#### DIRECTIVE
Retype all of the material below word for word, and leave out the pictures.

-- START OF INFORMATION PROVIDED --

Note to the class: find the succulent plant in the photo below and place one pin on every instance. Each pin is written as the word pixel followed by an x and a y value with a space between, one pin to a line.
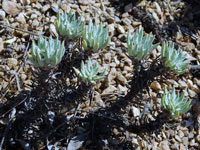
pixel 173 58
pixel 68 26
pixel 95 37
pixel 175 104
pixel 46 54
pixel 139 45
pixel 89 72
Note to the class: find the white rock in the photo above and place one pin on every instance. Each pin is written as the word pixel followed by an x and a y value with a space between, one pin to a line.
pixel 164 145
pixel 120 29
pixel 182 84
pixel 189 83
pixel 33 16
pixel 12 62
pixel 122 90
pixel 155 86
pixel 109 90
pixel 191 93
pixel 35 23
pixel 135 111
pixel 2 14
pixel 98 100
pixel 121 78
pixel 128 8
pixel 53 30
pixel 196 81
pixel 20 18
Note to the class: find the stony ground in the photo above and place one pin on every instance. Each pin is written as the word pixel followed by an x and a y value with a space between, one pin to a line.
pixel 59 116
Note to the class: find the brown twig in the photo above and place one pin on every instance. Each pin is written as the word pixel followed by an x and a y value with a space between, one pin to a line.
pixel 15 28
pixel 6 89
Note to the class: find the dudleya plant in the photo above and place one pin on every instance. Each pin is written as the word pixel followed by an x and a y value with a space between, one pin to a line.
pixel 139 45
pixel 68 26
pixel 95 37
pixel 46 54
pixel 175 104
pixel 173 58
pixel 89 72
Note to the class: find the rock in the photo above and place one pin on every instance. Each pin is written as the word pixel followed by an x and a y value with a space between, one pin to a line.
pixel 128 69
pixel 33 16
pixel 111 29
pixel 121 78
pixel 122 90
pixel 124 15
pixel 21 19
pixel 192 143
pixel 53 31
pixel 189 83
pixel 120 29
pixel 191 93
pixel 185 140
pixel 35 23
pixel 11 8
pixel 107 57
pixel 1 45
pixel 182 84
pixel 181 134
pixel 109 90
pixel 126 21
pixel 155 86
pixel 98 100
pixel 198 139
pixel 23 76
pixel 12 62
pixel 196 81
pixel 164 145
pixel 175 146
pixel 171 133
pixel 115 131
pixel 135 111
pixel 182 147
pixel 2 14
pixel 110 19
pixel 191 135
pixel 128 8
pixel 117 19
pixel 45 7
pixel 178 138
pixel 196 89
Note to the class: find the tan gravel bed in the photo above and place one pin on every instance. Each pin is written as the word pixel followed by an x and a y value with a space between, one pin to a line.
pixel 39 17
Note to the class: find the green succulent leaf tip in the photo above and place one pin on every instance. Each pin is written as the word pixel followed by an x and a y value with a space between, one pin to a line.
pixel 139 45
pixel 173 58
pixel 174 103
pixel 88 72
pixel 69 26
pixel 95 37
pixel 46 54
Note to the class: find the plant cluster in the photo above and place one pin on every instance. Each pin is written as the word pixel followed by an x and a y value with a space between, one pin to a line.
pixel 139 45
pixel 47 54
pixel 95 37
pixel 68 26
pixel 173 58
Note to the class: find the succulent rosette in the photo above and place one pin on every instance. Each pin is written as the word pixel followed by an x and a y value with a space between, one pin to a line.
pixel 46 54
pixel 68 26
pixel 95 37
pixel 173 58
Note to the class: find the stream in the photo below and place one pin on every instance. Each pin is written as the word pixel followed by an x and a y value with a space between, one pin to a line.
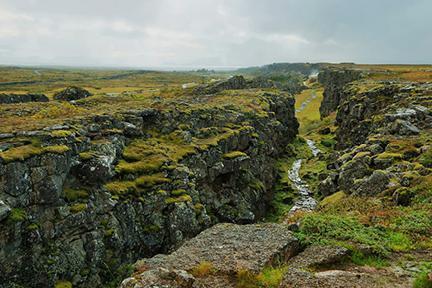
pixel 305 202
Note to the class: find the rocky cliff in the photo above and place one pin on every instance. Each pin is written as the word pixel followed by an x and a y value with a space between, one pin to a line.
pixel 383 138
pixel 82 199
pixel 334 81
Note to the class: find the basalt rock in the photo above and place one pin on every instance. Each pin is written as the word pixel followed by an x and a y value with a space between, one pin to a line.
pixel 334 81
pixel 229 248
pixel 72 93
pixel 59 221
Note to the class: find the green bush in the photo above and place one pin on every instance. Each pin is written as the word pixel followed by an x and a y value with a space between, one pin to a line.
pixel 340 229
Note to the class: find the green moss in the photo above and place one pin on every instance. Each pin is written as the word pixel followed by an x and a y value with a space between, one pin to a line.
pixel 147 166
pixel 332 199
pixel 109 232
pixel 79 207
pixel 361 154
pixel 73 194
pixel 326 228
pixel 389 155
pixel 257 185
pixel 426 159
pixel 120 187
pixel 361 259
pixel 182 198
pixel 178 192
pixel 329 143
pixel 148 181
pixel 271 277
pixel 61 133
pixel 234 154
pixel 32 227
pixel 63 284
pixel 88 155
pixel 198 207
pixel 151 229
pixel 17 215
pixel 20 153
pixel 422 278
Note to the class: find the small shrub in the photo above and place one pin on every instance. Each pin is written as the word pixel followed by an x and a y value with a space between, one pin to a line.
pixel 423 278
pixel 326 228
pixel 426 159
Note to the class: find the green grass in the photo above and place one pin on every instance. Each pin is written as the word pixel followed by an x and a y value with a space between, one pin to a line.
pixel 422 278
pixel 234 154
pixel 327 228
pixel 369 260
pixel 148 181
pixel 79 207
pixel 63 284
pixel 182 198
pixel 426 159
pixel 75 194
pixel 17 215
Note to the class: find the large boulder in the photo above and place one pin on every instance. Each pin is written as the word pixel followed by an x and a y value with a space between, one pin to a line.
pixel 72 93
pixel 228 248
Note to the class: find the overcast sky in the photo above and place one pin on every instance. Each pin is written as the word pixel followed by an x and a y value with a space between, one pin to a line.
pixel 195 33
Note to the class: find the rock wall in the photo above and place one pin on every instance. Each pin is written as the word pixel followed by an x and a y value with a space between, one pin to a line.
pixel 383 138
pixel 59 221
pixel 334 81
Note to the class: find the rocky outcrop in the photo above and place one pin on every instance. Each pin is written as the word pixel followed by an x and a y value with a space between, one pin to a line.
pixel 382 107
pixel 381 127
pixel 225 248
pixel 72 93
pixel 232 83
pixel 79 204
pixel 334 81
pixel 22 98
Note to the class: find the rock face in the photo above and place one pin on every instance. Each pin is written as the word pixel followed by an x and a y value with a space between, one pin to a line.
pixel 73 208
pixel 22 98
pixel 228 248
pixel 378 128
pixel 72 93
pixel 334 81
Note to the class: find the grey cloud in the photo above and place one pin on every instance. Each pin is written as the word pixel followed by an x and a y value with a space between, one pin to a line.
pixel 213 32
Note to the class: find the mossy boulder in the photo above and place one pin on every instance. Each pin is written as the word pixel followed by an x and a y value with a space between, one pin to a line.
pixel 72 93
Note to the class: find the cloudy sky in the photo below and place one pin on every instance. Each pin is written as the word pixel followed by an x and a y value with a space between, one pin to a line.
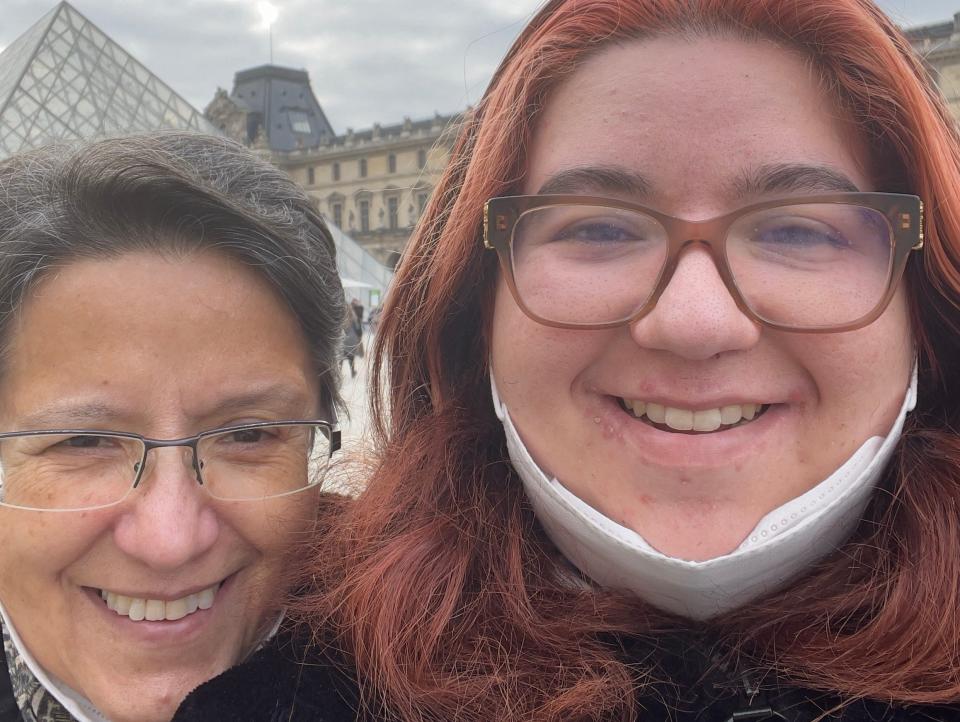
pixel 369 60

-- END OF INFORMATION PROVIDED --

#### COMPLETE ANSWER
Note to the class: find the succulent plant in the photo below and place one pin on every instance. Each pin is written as the word pixel followed by an x and a y value with a space between, one pin to a line.
pixel 173 58
pixel 68 26
pixel 95 37
pixel 175 104
pixel 46 54
pixel 139 45
pixel 89 72
Note to the class: find the white rock in the photo above and place one pin on every instance. Each pin is written as the word pixel followed by an x and a y value with a space between, one pin to a line.
pixel 164 145
pixel 120 29
pixel 182 84
pixel 189 83
pixel 33 16
pixel 12 62
pixel 122 90
pixel 155 86
pixel 109 90
pixel 191 93
pixel 35 23
pixel 135 111
pixel 2 14
pixel 98 100
pixel 121 78
pixel 128 8
pixel 53 30
pixel 196 81
pixel 20 18
Note to the class: find the stony ground in the photo above and place one pin on every instance. Each pin is written as the word pixel followed by an x and a y value with a space between, one pin to a line.
pixel 59 116
Note to the class: find the brown twig in the photo above and place one pin on every instance. Each pin is written as the word pixel followed by an x and a y value with a space between, one pin to a line.
pixel 15 28
pixel 6 89
Note to the class: find the dudleya plant in the photo above and place one pin on every instance. Each pin is written as the word pixel followed by an x and a y value with a space between, one pin to a line.
pixel 139 45
pixel 68 26
pixel 95 37
pixel 46 54
pixel 175 104
pixel 173 58
pixel 89 72
Note to the class: find the rock in the photo above and place one pin on every instance. Each pin is written as the word pixel followed by an x and a y value with a space between, one pin to a line.
pixel 128 69
pixel 33 16
pixel 111 29
pixel 121 78
pixel 122 90
pixel 124 15
pixel 21 19
pixel 192 143
pixel 53 31
pixel 189 83
pixel 120 29
pixel 191 93
pixel 185 140
pixel 35 23
pixel 11 8
pixel 107 57
pixel 1 45
pixel 182 84
pixel 181 134
pixel 109 90
pixel 126 21
pixel 155 86
pixel 98 100
pixel 198 139
pixel 23 76
pixel 12 62
pixel 196 81
pixel 164 145
pixel 175 146
pixel 171 133
pixel 115 131
pixel 135 111
pixel 182 147
pixel 2 14
pixel 110 19
pixel 191 135
pixel 128 8
pixel 117 19
pixel 45 7
pixel 178 138
pixel 196 89
Note to the class: find the tan gravel bed in the photo above and place one pin on every instance. Each pin is written as the word pixel followed by an x and a y value with a space between, one pin to a line.
pixel 39 17
Note to the class: find the green succulent leaf tip in the photo above and place one pin on every instance. Each pin is written as the word pixel followed by an x and a y value with a space between, one pin to a line.
pixel 139 45
pixel 173 58
pixel 174 103
pixel 88 72
pixel 69 26
pixel 95 37
pixel 46 54
Note to the class: find the plant cluster in the photo above and place one pin on every instance. Each pin is written as the word pixel followed by an x and a y value with a space between, one pin to a line.
pixel 139 45
pixel 47 54
pixel 95 37
pixel 68 26
pixel 173 58
Note to the class: find the succulent rosette in the photo above and place one pin on every instance. Each pin is written as the word pixel followed by an x and a y value with a space between, one pin to a line.
pixel 46 54
pixel 68 26
pixel 95 37
pixel 173 58
Note to the class: find the stream in the photo below and place one pin on every instance. Each pin is written as the word pixel followed by an x and a y value with a space between, one pin to a line.
pixel 305 202
Note to the class: find the rocky cliff in the photo above and place one pin on every instance. Each pin is written as the word pixel followed by an x and a y value with a space between, one pin to a line.
pixel 383 138
pixel 82 199
pixel 334 81
Note to the class: find the basalt rock in the photo above and place one pin on every instance. Each pin is written as the word pixel followed by an x and a y value with a space between, one pin to a line.
pixel 334 81
pixel 229 248
pixel 72 93
pixel 59 221
Note to the class: find the green bush in the photo above and place one pin on every instance. Each pin is written as the word pixel followed by an x and a y value with a space between, one pin to a line.
pixel 340 229
Note to the class: find the green moss in the photo above and place one pin on every instance. Each pin is written as the word pixel followed by an x and a y value with a space between, one pin to a line.
pixel 147 166
pixel 332 199
pixel 109 232
pixel 79 207
pixel 361 154
pixel 73 194
pixel 326 228
pixel 389 155
pixel 257 185
pixel 426 159
pixel 120 187
pixel 361 259
pixel 182 198
pixel 178 192
pixel 329 143
pixel 148 181
pixel 271 277
pixel 61 133
pixel 234 154
pixel 32 227
pixel 63 284
pixel 88 155
pixel 198 207
pixel 151 229
pixel 17 215
pixel 20 153
pixel 422 278
Note to the class: find the small shrub in the photo above and place one pin on every instance. Each pin is written as the word pixel followed by an x and a y value with a space between, one pin to a line.
pixel 423 278
pixel 326 228
pixel 426 159
Note to the class: find the green grass in the photo above and place one pin on every instance. Each pin is written as the word pixel followed by an x and a y value with a space between, one pin to a line.
pixel 422 278
pixel 234 154
pixel 327 228
pixel 369 260
pixel 148 181
pixel 79 207
pixel 63 284
pixel 182 198
pixel 426 159
pixel 75 194
pixel 17 215
Note to the class: find the large boulder in the photo above and place one pin on every instance. Each pin is written as the word pixel followed by an x and a y value with a space between, one pin to a line.
pixel 72 93
pixel 228 248
Note to the class: find the overcast sky in the photo above and place one pin on every instance. Each pin is written as the word pixel followed by an x and a y value with a space between, one pin to a line.
pixel 195 33
Note to the class: find the rock wall in the photo above and place one pin on every instance. Each pin is written as the word pixel followed by an x and a y value with a space between, one pin to a line.
pixel 383 138
pixel 59 221
pixel 334 81
Note to the class: find the rocky outcrop in the photo above and place one pin on every instance. Each pin is written as the word pixel followed by an x and a y value with a space between, one pin to a line.
pixel 382 107
pixel 381 127
pixel 225 248
pixel 72 93
pixel 232 83
pixel 79 204
pixel 334 81
pixel 22 98
Note to the class: find the rock face in the photo above and place one pin on every instance. Each pin is written as the word pixel followed by an x and a y value with a space between, one pin to a line.
pixel 73 208
pixel 22 98
pixel 228 248
pixel 378 128
pixel 72 93
pixel 334 81
Note to the class: find the grey cloud in the photo above and place one pin on every instance. Each pin is written as the word pixel followed by an x and a y value with a space between, one pin to a line.
pixel 213 32
Note to the class: find the mossy boulder in the photo above and place one pin on every instance. Each pin is written as the word pixel followed by an x and a y value with a space between, one pin to a line.
pixel 72 93
Note to the class: find the cloudy sky in the photo below and place one pin on every instance. Each pin is written as the word pixel followed by an x and a y value with a space between, one pin to a line.
pixel 369 60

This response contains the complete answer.